[Some records]
★ ★ ★ ★
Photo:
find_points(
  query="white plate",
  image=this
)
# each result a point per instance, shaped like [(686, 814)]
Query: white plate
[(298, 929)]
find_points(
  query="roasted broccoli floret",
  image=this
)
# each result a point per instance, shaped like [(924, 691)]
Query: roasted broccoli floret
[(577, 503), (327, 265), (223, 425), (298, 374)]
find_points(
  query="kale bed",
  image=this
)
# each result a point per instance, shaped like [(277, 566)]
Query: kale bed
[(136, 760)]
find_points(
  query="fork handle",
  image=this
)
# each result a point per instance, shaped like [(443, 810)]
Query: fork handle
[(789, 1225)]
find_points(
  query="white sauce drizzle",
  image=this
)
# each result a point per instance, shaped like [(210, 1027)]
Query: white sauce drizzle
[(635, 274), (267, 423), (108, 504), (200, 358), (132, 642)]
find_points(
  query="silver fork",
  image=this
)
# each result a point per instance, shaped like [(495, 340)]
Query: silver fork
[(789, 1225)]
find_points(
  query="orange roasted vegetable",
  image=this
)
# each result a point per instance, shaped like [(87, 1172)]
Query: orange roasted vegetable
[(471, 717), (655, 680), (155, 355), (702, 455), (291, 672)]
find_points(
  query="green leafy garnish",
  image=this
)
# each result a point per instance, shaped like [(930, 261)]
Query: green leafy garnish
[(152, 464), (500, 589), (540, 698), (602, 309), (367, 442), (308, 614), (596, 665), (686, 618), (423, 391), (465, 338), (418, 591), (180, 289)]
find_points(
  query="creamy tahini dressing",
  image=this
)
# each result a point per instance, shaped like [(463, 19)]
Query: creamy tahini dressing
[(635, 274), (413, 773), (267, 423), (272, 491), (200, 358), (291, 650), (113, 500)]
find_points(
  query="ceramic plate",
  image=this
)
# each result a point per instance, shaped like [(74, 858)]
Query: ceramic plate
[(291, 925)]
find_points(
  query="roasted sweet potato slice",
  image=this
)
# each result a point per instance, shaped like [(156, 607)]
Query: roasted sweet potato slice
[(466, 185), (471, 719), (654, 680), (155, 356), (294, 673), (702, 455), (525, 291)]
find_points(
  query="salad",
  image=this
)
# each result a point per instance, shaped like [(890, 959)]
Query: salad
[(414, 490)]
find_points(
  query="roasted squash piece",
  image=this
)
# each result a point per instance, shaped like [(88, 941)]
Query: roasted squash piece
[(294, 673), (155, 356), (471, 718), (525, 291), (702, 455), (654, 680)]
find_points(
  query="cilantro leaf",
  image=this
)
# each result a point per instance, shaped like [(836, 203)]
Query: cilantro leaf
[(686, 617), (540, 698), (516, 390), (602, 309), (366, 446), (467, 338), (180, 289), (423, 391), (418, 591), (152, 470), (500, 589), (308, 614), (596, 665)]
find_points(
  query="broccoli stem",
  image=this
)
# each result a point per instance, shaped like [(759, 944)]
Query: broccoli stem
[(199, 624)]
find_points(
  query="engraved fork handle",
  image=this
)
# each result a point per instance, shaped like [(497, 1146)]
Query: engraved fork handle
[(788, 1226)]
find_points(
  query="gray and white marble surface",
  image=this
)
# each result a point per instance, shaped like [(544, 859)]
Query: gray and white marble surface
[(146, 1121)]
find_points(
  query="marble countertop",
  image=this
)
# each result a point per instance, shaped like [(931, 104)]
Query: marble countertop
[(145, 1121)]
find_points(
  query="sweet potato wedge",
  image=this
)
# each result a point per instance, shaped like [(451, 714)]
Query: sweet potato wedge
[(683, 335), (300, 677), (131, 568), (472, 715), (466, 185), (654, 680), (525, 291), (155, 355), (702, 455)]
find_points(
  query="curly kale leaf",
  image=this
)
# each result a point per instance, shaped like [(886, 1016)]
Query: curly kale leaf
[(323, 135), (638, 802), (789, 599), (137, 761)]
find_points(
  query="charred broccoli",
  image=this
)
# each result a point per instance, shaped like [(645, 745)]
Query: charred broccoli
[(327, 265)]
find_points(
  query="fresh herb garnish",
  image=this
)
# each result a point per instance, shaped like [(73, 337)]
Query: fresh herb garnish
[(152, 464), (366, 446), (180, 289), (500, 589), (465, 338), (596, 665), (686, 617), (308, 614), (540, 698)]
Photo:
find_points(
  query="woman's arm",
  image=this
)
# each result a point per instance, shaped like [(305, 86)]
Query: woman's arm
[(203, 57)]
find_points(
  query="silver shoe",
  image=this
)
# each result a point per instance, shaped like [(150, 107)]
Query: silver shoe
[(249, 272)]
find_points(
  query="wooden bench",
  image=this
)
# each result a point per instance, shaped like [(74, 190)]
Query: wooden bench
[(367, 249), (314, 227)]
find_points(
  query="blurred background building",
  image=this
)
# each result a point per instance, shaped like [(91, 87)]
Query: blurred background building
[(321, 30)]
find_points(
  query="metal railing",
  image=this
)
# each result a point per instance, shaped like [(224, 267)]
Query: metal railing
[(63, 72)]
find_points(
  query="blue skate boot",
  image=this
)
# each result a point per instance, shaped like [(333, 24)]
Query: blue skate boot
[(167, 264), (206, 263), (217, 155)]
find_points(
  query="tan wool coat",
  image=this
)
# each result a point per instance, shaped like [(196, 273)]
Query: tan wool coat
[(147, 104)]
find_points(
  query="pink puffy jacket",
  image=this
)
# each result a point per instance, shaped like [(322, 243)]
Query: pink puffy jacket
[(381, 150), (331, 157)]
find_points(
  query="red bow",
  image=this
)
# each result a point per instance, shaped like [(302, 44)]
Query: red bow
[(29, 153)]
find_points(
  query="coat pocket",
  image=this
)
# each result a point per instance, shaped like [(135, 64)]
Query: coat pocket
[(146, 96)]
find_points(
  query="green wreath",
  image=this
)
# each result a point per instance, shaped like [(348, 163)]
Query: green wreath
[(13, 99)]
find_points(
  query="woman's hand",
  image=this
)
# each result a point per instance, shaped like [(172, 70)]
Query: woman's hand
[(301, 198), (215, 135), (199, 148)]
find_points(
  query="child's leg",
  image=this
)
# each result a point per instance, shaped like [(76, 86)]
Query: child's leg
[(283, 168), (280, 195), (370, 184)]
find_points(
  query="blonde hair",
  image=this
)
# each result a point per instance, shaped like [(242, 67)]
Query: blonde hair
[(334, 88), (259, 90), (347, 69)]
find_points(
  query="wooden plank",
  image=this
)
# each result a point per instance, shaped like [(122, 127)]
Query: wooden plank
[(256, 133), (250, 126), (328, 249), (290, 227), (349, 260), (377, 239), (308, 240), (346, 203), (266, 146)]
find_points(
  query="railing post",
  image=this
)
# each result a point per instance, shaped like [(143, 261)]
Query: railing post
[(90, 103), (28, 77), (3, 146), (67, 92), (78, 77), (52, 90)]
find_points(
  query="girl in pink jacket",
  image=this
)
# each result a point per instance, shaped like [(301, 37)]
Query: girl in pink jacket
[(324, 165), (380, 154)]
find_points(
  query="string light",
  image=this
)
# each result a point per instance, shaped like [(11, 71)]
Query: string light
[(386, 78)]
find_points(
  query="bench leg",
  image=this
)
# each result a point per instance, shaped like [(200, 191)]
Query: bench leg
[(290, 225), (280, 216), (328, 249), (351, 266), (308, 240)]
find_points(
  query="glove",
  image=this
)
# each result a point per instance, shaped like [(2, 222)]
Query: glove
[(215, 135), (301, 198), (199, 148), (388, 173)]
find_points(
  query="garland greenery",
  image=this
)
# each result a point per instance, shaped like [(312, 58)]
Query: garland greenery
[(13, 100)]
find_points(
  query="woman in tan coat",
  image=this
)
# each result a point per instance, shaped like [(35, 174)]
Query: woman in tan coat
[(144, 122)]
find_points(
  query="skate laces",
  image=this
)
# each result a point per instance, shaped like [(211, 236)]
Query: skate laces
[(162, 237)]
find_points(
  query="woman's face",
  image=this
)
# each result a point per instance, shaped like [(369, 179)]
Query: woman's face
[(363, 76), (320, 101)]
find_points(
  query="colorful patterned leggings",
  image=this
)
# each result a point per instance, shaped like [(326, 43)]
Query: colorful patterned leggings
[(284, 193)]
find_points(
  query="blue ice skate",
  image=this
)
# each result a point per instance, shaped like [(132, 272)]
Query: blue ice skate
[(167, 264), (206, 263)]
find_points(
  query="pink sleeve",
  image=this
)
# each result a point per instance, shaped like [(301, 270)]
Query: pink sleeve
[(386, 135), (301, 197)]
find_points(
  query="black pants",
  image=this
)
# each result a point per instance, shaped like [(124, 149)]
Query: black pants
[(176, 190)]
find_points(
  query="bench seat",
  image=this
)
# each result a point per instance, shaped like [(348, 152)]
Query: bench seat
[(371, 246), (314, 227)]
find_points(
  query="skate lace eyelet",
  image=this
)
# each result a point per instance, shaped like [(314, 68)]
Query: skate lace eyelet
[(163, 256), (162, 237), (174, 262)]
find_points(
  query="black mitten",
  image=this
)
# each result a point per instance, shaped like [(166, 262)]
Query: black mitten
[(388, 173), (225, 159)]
★ ★ ★ ★
- [GOAL] Locate each line in the items above that contains the word "vegetable", and copy those lines.

- [TASK ANSWER]
  query="orange roasted vegetable",
Query: orange roasted vegetable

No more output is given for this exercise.